Begin Source records
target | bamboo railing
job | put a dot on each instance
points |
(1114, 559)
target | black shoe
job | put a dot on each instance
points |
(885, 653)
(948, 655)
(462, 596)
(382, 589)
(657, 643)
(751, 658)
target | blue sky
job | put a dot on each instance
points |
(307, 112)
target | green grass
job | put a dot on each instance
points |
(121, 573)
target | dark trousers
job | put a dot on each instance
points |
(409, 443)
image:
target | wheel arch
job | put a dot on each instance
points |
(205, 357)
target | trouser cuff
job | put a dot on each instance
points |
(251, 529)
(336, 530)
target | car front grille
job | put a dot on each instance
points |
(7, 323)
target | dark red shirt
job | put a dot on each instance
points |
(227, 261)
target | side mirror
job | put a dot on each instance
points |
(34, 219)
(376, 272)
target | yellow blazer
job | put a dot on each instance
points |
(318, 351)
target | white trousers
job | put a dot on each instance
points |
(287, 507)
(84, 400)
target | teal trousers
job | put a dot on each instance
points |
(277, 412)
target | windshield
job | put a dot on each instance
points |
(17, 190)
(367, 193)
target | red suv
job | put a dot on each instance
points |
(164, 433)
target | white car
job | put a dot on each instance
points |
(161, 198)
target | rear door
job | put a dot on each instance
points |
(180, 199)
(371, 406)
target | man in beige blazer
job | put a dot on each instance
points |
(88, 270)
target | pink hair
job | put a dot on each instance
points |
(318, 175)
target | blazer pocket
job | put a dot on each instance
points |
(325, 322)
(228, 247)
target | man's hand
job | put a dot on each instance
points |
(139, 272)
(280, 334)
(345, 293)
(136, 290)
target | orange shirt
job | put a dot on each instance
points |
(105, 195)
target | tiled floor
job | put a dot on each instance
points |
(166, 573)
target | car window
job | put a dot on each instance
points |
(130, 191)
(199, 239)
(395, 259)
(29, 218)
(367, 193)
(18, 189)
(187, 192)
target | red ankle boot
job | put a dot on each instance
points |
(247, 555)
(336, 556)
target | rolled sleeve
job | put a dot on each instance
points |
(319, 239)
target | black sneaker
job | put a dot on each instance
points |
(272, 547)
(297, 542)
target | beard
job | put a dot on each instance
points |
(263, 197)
End Source records
Brief. Can you write out the material again, beginning at the line that has "target | rolled sleeve" and stopping after its final line, keeping every line but shifting each coordinate number in the points up by 116?

Expected output.
target | rolled sleeve
job | put a dot on each instance
points |
(435, 355)
target | black sneaker
job | put a dot on each instance
points |
(388, 663)
(413, 658)
target | beard
job | put a dot on each instance
points |
(379, 313)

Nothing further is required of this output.